- [O que fazer]
1/ No texto sobre defesa da concorrência, qual faixa percentual de multa passa a valer com a alteração legislativa?
2/ Escreva a continuação do texto sobre defesa da concorrência, começando logo após a última frase apresentada.
##### Texto fornecido
Em 2011, a política de repressão a cartéis se perpetuou tanto com novas investigações iniciadas pela SDE – Secretaria de Direito Econômico (objetivando principalmente inibir cartéis de âmbito internacional) quanto por decisões do Cade que confirmaram o rigor na condenação desse tipo de infração.

No campo das condutas unilaterais, foi singular a atuação do Conselho para promover a abertura de investigação contra contratos de exclusividade do Banco do Brasil no mercado de crédito consignado a servidores públicos. Por sua vez, a SDE iniciou investigações de laboratórios farmacêuticos por supostamente procurarem impedir a entrada de medicamentos genéricos por meio do ajuizamento de ações judiciais.

As investigações iniciadas pela SDE remontam a um aspecto importante da política de defesa da concorrência: sua relação com o Poder Judiciário. Nessas investigações, a SDE analisa se o Poder Judiciário constituiu, inadvertidamente, veículo para uma conduta anticompetitiva. Esta é uma interface dessa relação. A outra interface é a de controle que o Judiciário exerce sobre os atos das Autoridades de Defesa da Concorrência. Nesse âmbito, é relevante a sentença recentemente proferida pela 4ª Vara Federal de Brasília anulando decisão do Cade que condenou diversos laboratórios farmacêuticos por cartel em razão de suposto boicote à entrada dos medicamentos genéricos. Essa sentença sinaliza, de modo claro, que o Judiciário deve ser sim um revisor das decisões do Cade e que princípios constitucionais, como o devido processo legal e o direito ao contraditório, devem ser seguidos de modo estrito.

Destaque-se que a nova lei altera também o regime de controle de condutas, notadamente no que diz respeito às penas aplicáveis. No sistema da Lei nº 8.884/94, as multas são de 1 a 30% do faturamento da companhia. A alteração legislativa modificou não só o porcentual aplicável (que será de 0,1 a 20%), mas também a própria base de cálculo: o faturamento do grupo no ramo de atividade empresarial afetado passa a ser o critério.
##########
##### Seção de dados
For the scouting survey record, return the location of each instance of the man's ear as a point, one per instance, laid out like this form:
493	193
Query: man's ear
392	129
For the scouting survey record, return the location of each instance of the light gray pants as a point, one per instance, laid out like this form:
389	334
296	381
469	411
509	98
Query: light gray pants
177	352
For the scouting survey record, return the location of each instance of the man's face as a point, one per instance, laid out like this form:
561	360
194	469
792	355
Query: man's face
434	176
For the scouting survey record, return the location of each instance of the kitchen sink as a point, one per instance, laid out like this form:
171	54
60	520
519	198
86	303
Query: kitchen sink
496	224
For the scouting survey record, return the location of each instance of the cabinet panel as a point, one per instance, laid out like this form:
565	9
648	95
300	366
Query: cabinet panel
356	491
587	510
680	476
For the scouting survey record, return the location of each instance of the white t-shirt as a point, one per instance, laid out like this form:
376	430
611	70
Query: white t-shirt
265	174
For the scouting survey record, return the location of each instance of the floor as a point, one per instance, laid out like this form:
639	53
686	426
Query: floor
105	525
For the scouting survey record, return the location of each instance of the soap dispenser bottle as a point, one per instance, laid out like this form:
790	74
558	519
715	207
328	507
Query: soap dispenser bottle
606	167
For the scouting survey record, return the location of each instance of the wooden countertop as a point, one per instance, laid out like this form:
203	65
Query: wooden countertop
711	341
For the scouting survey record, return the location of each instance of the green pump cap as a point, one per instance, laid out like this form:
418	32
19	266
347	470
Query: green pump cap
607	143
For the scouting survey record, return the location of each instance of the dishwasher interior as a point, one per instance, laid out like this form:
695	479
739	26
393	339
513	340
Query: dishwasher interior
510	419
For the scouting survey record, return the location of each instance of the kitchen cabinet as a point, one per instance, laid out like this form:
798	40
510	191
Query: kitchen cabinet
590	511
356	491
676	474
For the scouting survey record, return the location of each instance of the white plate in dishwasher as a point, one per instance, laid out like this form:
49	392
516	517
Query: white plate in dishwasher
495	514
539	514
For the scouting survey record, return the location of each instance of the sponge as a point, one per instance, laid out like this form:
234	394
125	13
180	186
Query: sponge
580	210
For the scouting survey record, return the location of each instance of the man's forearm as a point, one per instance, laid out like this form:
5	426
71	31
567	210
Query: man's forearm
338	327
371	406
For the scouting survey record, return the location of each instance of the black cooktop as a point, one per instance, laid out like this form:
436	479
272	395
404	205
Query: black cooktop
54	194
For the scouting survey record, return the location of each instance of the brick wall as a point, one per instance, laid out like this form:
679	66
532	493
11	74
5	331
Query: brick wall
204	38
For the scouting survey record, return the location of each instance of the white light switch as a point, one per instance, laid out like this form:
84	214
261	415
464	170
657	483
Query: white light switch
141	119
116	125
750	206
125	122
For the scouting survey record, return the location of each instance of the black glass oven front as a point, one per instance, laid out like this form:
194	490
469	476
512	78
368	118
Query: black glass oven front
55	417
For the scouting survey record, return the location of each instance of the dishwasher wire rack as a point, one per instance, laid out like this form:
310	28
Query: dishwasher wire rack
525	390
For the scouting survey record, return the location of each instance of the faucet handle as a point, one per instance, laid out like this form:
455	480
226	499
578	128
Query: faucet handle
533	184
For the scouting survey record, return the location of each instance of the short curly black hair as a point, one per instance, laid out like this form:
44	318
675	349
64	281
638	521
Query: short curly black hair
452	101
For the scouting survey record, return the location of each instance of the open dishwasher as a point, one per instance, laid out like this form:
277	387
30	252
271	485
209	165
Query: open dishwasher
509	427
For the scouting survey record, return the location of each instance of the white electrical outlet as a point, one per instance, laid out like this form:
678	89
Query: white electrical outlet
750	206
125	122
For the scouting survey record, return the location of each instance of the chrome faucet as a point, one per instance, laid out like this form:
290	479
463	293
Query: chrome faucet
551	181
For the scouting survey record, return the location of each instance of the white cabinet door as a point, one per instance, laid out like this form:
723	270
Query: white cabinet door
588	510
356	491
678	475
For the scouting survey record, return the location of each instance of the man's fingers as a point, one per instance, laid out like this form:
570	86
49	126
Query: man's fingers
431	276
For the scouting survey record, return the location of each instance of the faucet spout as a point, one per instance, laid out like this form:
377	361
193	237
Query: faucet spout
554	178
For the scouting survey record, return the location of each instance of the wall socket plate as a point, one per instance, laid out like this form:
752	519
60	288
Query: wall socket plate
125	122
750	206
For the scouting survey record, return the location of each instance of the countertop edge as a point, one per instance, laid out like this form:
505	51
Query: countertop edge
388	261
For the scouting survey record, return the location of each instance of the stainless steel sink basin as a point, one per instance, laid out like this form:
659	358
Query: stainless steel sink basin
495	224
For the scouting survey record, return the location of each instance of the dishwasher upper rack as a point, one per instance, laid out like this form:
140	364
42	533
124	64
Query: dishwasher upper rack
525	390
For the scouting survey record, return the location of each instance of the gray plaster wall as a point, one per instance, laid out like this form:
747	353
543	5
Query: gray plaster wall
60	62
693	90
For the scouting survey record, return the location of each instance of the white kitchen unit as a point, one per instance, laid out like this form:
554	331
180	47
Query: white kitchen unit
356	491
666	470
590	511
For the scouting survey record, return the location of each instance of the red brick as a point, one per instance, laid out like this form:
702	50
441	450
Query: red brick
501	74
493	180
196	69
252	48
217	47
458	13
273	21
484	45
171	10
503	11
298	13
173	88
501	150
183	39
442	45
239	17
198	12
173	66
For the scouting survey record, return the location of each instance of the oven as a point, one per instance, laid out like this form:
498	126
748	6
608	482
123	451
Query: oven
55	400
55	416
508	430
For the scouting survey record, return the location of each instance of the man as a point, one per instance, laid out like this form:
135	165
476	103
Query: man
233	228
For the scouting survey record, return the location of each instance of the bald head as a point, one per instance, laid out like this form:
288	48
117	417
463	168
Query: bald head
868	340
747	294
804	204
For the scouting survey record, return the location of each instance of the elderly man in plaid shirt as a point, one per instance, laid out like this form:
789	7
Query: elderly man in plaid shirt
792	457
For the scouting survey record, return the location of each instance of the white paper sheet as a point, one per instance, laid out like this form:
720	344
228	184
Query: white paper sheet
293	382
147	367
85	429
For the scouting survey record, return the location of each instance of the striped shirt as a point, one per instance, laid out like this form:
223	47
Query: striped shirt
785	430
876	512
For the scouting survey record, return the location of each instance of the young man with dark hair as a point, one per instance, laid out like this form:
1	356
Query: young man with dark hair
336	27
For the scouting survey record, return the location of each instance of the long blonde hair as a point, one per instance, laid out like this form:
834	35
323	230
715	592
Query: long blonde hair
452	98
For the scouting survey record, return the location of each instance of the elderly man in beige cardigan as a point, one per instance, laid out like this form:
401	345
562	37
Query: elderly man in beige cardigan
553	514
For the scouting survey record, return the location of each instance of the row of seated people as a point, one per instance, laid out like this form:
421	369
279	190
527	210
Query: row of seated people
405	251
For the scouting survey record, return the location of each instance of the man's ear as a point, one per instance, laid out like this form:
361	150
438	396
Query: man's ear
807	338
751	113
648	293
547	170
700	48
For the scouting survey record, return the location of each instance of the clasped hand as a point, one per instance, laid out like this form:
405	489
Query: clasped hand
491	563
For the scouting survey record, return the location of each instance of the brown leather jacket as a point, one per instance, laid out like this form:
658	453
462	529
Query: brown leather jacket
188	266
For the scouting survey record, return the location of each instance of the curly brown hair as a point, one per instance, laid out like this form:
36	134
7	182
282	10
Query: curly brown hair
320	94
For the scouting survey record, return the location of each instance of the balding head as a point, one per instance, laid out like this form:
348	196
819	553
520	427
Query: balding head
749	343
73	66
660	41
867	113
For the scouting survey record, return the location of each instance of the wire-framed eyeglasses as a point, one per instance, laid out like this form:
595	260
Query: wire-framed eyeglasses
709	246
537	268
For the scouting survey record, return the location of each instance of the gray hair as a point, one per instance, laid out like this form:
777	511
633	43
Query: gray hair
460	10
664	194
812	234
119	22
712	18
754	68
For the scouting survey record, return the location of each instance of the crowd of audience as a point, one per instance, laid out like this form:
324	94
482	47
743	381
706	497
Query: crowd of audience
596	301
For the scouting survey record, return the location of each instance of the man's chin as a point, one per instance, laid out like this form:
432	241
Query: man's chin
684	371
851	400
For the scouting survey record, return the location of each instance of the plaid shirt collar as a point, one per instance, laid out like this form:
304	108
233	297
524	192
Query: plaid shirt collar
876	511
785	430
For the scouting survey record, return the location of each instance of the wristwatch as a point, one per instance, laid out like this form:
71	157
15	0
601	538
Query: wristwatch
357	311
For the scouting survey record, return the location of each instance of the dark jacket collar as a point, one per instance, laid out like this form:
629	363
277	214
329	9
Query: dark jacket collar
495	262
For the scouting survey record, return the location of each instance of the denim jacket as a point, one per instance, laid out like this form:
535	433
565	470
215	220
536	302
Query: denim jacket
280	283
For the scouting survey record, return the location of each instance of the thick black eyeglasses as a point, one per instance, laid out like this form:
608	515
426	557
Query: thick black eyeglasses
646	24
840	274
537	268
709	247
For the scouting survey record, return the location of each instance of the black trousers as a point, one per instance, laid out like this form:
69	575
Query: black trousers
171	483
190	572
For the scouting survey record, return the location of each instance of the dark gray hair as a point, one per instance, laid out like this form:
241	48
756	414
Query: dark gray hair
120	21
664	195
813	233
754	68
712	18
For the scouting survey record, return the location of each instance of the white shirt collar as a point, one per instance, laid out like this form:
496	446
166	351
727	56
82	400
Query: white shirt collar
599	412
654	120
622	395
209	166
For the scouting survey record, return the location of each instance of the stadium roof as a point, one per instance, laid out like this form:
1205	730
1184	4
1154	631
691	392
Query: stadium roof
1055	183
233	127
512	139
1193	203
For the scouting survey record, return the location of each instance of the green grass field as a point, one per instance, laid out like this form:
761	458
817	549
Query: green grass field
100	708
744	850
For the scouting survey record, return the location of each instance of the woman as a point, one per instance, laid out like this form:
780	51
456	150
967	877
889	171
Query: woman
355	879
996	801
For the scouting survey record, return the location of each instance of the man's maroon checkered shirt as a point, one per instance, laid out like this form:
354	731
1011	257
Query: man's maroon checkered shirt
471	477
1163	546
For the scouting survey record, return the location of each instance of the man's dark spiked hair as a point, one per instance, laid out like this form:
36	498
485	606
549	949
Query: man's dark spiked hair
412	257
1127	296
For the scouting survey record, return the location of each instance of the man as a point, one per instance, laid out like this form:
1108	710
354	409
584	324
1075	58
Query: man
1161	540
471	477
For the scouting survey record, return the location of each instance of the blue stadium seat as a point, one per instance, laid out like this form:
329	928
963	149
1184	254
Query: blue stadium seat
##########
- [Respostas por item]
1/ De 0,1 a 20%.

2/
Antes, tinha-se uma base de cálculo objetiva: o faturamento da companhia. Agora, o critério é vago. Esse ponto causa preocupação, pois gera muita incerteza: é difícil, neste momento, estimar possíveis sanções a serem aplicadas. A jurisprudência do Cade havia desenvolvido patamares para a aplicação das multas: com base na legislação atual, é possível estimar que a multa num caso de conduta unilateral seria de 1 a 2% (excepcionalmente poderia atingir 5%) e, para casos de cartel, ao menos, 15%. Dada a mudança na base de cálculo – que se torna completamente diferente e de mais difícil apuração – que patamares deve-se esperar? Essa é uma questão muito relevante e que merece amplo debate.

A retrospectiva aqui apresentada evidencia que as instituições de defesa da concorrência no Brasil trabalham hoje de modo harmonioso. A despeito dos diversos problemas ainda existentes com a falta de estrutura, recursos e pessoal, Cade, SDE e SEAE (Secretaria de Acompanhamento Econômico) criaram arranjos institucionais criativos que têm mitigado os problemas e tornado a análise mais célere. Além disso, a aplicação da Lei nº 8.884/94 já tem extensa jurisprudência, o que contribui para mitigar as incertezas no ambiente de negócios.

E neste momento, o olhar retrospectivo é fundamental para que se possa lidar com a mudança legislativa e traçar o caminho à frente. Um passo fundamental é dado com a nova lei. Ela reconhece a evolução da defesa da concorrência e procura conferir-lhe mais ferramentas e recursos para que sua atuação seja intensificada. No entanto, ela é também um desafio, à medida que exigirá um aperfeiçoamento do diálogo entre as autoridades de defesa da concorrência, os empresários, os advogados e economistas especializados, para que a nova disciplina efetivamente alcance os objetivos propostos e perpetue o processo de desenvolvimento observado até aqui.

Assim, enquanto o balanço retrospectivo é positivo, a análise prospectiva aponta para um ambiente de mudanças e desafios, em que a reforma legislativa pode levar a alterações consideráveis na política pública de defesa da concorrência brasileira. Novamente, concluímos nossa retrospectiva com um alerta sobre o que está por vir: 2012 também será um ano de atenção.